— Start Reading text —

In Delhi, the SP and RJD lent their numerical strength to coalitions at the Centre, nurturing national ambitions in the late 90s when anti-BJP coalitions came to power. Neither of the Yadavs figured in the list of prime ministerial candidates of the United Front regime. Both, however, got hefty portfolios in the Union Cabinet with Mulayam being made Defence Minister and Lalu Railways Minister. When the Congress-led United Progressive Alliance (UPA), with the outside support of 59 Left MPs came to power in 2004 after the defeat of the Vajpayee Government, the bargaining power of the SP and RJD had started diminishing. By the time the two parties withdrew support to Congress over the Women’s Reservation Bill in 2010, the two parties together (SP with 21 MPs and RJD with a tally of four) did not have the numerical strength to destabilise the Government. Their numbers further depleted in 2014 with the SP managing to retain only five seats in UP and the RJD four in Bihar. Somewhere along the line, the two politicians had drifted from being leaders of backward classes to just Yadav leaders.
In UP, Mulayam again became chief minister in 2003 for a third time, and after his party lost the 2007 Assembly elections, he was elected to the Lok Sabha for another term in 2009. In 2012, the SP won in the UP Assembly elections. Mulayam, by then 72, made way for his son to take charge of the state, but continued to be party supremo. In 2017, the BJP swept the state, defeating the SP- Congress alliance.
MEANWHILE, IN BIHAR, allegations of Lalu’s involvement in the fodder scam had cut short his reign as chief minister. He made his wife Rabri Devi the chief minister and continued to be party president, a position he holds till date. The RJD found a fresh lease of life when Nitish Kumar’s JDU joined hands with it and the alliance won the 2015 Assembly elections. Midway, however, Kumar parted ways with Lalu, after the CBI and Enforcement Directorate lodged corruption cases against him and his family, and aligned with the BJP. In jail and barred from contesting elections, Lalu has left several tough decisions to his heir, Tejashwi Yadav.
Both Mulayam and Lalu have handed over control of their respective parties to their heirs. It remains to be seen what line of politics their sons will decide to pursue in the future
Mulayam too faced allegations of amassing disproportionate assets during his term as chief minister between 1999 and 2005. Unlike Mulayam, who stood up in Lok Sabha and backed Narendra Modi as prime minister for a second term, Lalu has taken on the BJP, turning his arrest into a case of political vendetta. Lalu has been authorised by his party to select candidates for the Lok Sabha polls, while Mulayam, faced with a family feud and a faint semblance of himself, seems to be no longer calling the shots in the SP.

— End Reading text —

Set task A:
Answer the following from the text on Mulayam and Lalu:
(i) Which ministry did Lalu hold in the Union Cabinet?
(ii) In what year did Mulayam become chief minister of UP for the third time?
(iii) Whom did Lalu make chief minister of Bihar?
Set task B: Output the stretch of the text on Mulayam and Lalu from "Both Mulayam and" through "shots in the SP.".

— Start Information provided —

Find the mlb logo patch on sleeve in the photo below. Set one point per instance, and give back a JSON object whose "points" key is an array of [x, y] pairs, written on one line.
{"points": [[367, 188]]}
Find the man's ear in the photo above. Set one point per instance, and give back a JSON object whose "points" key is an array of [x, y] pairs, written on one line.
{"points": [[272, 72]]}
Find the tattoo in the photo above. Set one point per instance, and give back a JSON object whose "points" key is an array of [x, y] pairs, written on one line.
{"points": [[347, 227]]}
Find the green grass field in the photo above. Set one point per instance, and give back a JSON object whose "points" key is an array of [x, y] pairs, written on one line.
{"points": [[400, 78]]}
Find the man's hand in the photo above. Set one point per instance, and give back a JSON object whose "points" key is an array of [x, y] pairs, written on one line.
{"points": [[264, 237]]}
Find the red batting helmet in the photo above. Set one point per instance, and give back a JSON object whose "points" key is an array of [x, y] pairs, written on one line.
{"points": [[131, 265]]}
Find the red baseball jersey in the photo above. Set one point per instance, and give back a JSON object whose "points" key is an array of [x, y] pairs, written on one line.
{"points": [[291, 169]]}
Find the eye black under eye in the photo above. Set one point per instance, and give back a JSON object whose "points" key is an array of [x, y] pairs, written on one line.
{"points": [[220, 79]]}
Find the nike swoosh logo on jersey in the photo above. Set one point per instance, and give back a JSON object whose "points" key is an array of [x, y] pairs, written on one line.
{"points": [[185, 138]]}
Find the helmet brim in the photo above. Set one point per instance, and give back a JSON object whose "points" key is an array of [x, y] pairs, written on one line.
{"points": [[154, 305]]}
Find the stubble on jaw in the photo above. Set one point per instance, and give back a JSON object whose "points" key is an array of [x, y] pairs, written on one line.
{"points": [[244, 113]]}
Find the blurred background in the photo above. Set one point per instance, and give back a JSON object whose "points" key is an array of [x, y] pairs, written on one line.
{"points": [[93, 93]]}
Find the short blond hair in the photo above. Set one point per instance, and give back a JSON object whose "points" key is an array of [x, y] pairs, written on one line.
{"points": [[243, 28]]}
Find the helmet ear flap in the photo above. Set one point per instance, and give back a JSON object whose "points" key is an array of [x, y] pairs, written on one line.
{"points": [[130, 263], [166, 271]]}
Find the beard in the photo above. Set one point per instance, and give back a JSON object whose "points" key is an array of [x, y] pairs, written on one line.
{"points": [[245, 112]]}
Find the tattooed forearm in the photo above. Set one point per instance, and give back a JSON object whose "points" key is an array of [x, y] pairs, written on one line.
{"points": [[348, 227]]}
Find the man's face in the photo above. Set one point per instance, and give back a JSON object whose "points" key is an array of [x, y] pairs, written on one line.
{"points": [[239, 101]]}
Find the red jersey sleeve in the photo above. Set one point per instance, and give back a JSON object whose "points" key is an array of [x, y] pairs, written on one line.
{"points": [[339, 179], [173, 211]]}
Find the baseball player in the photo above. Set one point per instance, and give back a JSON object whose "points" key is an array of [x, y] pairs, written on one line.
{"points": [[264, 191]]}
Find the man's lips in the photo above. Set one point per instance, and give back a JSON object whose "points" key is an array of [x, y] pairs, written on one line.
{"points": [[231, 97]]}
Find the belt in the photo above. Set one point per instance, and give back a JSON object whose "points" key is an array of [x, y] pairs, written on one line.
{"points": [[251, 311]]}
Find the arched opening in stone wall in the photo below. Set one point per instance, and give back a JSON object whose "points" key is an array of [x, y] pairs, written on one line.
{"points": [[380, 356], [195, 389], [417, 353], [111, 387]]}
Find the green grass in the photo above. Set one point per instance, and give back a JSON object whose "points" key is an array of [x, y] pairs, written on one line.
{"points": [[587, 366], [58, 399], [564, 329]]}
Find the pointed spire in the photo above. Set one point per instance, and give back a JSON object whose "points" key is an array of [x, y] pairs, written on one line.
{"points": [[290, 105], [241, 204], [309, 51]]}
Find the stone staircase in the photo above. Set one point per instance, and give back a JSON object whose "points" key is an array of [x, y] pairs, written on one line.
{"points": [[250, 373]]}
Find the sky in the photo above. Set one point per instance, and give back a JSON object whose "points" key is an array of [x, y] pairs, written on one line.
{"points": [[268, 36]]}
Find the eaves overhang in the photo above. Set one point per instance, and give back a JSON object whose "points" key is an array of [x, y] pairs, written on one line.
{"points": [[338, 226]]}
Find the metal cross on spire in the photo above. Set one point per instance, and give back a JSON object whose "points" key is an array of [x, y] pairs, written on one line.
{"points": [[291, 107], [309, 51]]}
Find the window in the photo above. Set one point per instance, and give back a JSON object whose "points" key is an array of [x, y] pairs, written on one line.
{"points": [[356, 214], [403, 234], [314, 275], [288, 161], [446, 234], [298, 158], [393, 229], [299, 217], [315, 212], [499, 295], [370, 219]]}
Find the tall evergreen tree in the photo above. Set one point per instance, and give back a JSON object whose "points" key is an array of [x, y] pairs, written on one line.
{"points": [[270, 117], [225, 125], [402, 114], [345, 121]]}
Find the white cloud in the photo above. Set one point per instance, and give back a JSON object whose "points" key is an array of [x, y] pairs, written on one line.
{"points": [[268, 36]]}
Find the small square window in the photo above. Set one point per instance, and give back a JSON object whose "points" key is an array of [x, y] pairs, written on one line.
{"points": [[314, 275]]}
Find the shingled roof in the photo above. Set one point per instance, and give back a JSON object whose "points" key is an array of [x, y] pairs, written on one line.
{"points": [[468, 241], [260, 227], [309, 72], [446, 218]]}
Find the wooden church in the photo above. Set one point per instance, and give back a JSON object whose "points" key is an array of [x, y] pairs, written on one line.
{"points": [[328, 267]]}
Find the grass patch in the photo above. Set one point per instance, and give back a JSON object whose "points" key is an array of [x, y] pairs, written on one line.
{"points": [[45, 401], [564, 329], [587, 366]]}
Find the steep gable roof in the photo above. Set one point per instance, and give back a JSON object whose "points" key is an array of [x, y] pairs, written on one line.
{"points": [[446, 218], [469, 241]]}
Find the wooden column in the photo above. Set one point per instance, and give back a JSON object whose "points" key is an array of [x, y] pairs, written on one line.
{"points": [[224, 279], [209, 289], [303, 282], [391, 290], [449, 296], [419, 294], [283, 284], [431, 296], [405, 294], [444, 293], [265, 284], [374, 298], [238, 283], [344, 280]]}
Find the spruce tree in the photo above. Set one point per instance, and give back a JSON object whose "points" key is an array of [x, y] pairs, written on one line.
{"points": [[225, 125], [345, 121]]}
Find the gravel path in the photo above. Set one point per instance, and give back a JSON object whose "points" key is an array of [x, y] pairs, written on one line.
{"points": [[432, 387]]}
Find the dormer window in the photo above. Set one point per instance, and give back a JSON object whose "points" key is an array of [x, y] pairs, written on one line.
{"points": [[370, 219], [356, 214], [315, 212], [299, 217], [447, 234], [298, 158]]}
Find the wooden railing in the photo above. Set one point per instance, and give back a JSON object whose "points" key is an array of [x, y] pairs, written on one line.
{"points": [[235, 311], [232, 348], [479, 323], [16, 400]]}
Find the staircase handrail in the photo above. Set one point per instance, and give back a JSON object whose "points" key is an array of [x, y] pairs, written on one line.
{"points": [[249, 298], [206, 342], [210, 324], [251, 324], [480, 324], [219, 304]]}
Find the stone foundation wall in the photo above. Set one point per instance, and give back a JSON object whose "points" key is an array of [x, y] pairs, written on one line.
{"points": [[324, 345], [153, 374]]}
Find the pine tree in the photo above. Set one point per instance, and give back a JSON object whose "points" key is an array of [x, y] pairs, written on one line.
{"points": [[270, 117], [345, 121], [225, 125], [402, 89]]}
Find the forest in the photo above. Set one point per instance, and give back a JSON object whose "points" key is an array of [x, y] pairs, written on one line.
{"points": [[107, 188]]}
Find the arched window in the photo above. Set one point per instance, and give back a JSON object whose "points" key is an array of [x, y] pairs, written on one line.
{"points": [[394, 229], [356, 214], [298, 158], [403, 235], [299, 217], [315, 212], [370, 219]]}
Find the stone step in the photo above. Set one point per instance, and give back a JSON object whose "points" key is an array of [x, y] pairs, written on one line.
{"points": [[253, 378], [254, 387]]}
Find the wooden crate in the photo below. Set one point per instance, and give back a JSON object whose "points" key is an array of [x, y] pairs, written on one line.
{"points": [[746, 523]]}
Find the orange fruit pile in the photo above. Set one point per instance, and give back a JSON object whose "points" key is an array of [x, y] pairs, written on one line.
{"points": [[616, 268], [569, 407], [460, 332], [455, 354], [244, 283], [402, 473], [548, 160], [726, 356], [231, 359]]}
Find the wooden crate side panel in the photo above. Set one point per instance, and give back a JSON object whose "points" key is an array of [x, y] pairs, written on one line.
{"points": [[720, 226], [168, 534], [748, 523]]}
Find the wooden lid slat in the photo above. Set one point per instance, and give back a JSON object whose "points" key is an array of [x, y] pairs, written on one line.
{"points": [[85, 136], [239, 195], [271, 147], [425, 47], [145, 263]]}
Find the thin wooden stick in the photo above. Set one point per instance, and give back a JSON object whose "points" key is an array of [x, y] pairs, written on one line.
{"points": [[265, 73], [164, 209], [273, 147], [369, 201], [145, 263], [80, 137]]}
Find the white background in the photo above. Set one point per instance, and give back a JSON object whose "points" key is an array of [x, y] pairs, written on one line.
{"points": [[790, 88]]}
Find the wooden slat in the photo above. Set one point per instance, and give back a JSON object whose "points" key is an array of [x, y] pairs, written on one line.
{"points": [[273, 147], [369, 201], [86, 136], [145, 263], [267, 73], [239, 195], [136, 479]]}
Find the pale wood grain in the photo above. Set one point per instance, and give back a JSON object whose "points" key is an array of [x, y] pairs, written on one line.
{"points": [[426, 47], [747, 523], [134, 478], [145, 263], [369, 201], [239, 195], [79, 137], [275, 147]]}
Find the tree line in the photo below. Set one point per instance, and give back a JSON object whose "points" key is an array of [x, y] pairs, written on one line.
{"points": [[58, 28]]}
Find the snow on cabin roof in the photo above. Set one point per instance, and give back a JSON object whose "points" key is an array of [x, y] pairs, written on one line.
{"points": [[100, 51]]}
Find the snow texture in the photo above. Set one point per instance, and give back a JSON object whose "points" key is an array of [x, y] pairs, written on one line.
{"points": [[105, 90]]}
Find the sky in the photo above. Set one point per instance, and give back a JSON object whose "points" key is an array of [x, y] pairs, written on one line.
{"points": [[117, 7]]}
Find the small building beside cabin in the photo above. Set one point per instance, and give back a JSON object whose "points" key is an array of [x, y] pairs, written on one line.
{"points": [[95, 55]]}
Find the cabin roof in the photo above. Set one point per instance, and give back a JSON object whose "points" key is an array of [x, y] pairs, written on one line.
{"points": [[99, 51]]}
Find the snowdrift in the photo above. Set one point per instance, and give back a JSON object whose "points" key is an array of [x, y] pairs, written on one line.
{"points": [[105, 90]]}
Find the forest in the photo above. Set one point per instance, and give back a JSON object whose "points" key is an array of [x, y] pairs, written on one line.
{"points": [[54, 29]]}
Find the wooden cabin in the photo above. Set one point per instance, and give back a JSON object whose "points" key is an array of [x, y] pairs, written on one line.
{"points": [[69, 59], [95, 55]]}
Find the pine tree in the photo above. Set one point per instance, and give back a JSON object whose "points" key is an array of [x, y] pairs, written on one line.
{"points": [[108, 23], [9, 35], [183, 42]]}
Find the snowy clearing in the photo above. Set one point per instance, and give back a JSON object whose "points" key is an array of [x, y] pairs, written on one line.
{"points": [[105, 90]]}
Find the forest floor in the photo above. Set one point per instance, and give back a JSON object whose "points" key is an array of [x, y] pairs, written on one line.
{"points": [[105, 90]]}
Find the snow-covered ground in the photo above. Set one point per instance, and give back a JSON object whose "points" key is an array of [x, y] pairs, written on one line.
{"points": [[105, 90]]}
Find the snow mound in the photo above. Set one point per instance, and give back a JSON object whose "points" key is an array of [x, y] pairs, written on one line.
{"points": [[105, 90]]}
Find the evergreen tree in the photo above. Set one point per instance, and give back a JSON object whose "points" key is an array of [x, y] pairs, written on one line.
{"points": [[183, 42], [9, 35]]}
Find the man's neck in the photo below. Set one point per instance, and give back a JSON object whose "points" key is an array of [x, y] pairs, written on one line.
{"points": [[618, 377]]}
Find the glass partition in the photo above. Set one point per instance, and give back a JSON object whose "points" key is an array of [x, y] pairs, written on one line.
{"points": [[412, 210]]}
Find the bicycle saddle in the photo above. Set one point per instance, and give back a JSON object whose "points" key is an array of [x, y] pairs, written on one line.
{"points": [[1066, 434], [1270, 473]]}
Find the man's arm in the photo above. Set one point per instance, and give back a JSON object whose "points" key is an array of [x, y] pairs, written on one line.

— End Information provided —

Exercise answer A:
(i) Railways
(ii) 2003
(iii) His wife, Rabri Devi

Exercise answer B:
Both Mulayam and Lalu have handed over control of their respective parties to their heirs. It remains to be seen what line of politics their sons will decide to pursue in the future
Mulayam too faced allegations of amassing disproportionate assets during his term as chief minister between 1999 and 2005. Unlike Mulayam, who stood up in Lok Sabha and backed Narendra Modi as prime minister for a second term, Lalu has taken on the BJP, turning his arrest into a case of political vendetta. Lalu has been authorised by his party to select candidates for the Lok Sabha polls, while Mulayam, faced with a family feud and a faint semblance of himself, seems to be no longer calling the shots in the SP.